Dokumen »
↓↓↓
Pusat Kerajinan Omi-Jufu

Melestarikan metode tradisional produksi linen

Pusat Kerajinan Tradisional Omi-jofu terletak di Kota Notogawa, Prefektur Shiga. Pusat ini menggunakan metode kerajinan paling tradisional untuk menghasilkan produk mereka, mulai dari pakaian, tirai gantung, dompet dan taplak meja.

Omi-jofu secara harfiah berarti tekstil yang terbuat dari hemp dan rami, sejenis rumput dalam keluarga jelatang yang ditanam pemilik toko di kebunnya. Iklim di sekitar Notogawa sangat cocok untuk membudidayakan kedua tanaman rumput tersebut. Air mengalir dari pegunungan di sekitarnya menuju dataran rendah yang ada di Notogawa, lalu berakhir di Danau Biwa. Air pegunungan yang segar mendukung pertumbuhan hemp dan rami, yang pada bulan Juni dan Juli tumbuh setinggi lebih dari dua meter. Hasil panen musim panas yang cukup melimpah membuat Omi-jofu bisa terus melanjutkan produksi mereka selama bulan-bulan musim dingin.

Setelah merontokkan daun di waktu panen, lapisan terluar dari batang merupakan bahan mentah yang akan diolah menjadi benang yang tahan lama. Meskipun tipis, tapi benangnya sangat keras. Benang tersebut kemudian ditenun menjadi kain. Saya memiliki kesempatan untuk merasakan sendiri menenun dengan mesin tenun tradisional, alat yang seluruhnya terbuat dari kayu yang dibuat oleh seorang kenalan pemilik toko. Saya sangat kesulitan menggunakan mesin ini, karena ada banyak bagian berbeda yang harus dikontrol secara bersamaan. Mesin ini membutuhkan koordinasi keterampilan tangan, kaki, dan pinggang Anda untuk membuatnya bekerja. Untungnya dengan bantuan seorang asisten yang berpengalaman, saya berhasil membuat dua garis horizontal. Seorang pekerja yang berpengalaman bisa menghasilkan sekitar lima meter kain tenun sehari. Anda dapat membayangkan berapa banyak usaha yang diperlukan untuk menghasilkan sebuah gaun.

Proses selanjutnya yaitu pewarnaan yang pada dasarnya dibagi menjadi dua jenis: kain yang dicelup sebelum ditenun, atau sebaliknya, kain yang ditenun dahulu sebelum dicelup. Jika kain diberi warna dulu dengan proses pencelupan maka warnanya lebih lembut dan terlihat lebih alami, dengan warna kain tidak mudah pudar seiring bertambahnya waktu. Jika kain dicelup setelah proses menenun, warnanya jauh lebih kuat; namun warnanya tidak akan bertahan selama metode sebelumnya. Beberapa produk hanya memiliki benang warna vertikal, beberapa hanya benang warna horizontal, dan beberapa memiliki benang horizontal dan vertikal, yang semua warna benangnya diperoleh dengan teknik celup. Cukup mengesankan melihat bahwa pola rumit dapat diproduksi bahkan dengan hanya satu arah benang berwarna saja. Tentu saja, mencelup kain dengan dua arah berbeda merupakan pekerjaan yang sulit dan sangat memakan waktu. Sejumlah produk memiliki pola atau gambar putih, yang merupakan hasil proses pemutihan (bleaching). Proses ini dilakukan setelah proses menenun.
↑↑↑
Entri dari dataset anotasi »
↓↓↓
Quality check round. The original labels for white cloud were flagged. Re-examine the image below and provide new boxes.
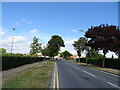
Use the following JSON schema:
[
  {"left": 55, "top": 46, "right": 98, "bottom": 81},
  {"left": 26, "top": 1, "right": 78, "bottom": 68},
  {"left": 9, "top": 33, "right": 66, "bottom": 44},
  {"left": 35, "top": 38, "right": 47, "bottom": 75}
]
[
  {"left": 22, "top": 18, "right": 32, "bottom": 24},
  {"left": 0, "top": 27, "right": 5, "bottom": 35},
  {"left": 16, "top": 22, "right": 20, "bottom": 26},
  {"left": 65, "top": 39, "right": 78, "bottom": 44},
  {"left": 30, "top": 29, "right": 38, "bottom": 33},
  {"left": 71, "top": 29, "right": 78, "bottom": 33},
  {"left": 0, "top": 36, "right": 31, "bottom": 53}
]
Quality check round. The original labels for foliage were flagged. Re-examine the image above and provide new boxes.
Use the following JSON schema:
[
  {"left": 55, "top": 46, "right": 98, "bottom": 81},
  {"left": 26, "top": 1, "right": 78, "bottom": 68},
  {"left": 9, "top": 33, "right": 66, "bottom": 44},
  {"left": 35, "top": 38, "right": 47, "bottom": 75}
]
[
  {"left": 30, "top": 37, "right": 41, "bottom": 55},
  {"left": 60, "top": 51, "right": 72, "bottom": 59},
  {"left": 2, "top": 53, "right": 24, "bottom": 57},
  {"left": 2, "top": 56, "right": 43, "bottom": 70},
  {"left": 85, "top": 24, "right": 120, "bottom": 67},
  {"left": 73, "top": 37, "right": 87, "bottom": 57},
  {"left": 86, "top": 47, "right": 103, "bottom": 58},
  {"left": 0, "top": 48, "right": 6, "bottom": 53},
  {"left": 48, "top": 35, "right": 65, "bottom": 58}
]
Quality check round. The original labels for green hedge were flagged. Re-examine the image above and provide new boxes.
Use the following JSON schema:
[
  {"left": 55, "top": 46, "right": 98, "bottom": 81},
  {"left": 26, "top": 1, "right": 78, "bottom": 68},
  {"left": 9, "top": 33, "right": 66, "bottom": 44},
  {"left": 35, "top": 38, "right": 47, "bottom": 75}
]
↑↑↑
Tujuan latihan »
Lanjutkan tulisan tentang kerajinan linen Omi-jofu, dimulai setelah kalimat terakhirnya. Baris-baris tersebut tidak berperan sama sekali di sini.

Jawaban yang diharapkan »
Dalam obrolan saya dengan pegawai di sana, saya mengetahui bahwa kerajinan tangan tradisional semacam ini tidak banyak menarik minat generasi muda. Toko dan pabrik terdekat yang saya kunjungi cukup beruntung karena mendapat dukungan pemerintah, tidak seperti lima pabrik lain di perkumpulan mereka, yang produknya sebagian besar merupakan buatan mesin. Menggunakan mesin tidak diragukan lagi lebih cepat, lebih murah, dan membutuhkan lebih sedikit tenaga kerja. Sebaliknya, Omi-jofu mengalami banyak kesulitan mempertahankan sebagian besar metode produksi tradisionalnya. Menurut pemilik toko, meskipun sebenarnya dia ingin lebih banyak orang mau belajar keterampilan tradisional, tapi dia ingin pabrik itu sendirilah yang ditetapkan sebagai harta nasional. Dia takut jika keterampilan itu sendiri yang secara resmi diakui oleh pemerintah, maka ketika kebijakan pemerintah berubah, Omi-jofu tidak punya pilihan selain mengikutinya. Kebijakan semacam itu bisa berisiko mengubah metode tradisional tertentu dan akhirnya mengakibatkan hilangnya keterampilan tertentu. Dia menekankan bahwa jika keterampilan itu diakui sebagai harta nasional, itu akan seperti disimpan di dalam kotak dan dimasukkan ke dalam museum. Tidak bisa lagi dikembangkan, sehingga budaya tersebut akan berhenti "hidup".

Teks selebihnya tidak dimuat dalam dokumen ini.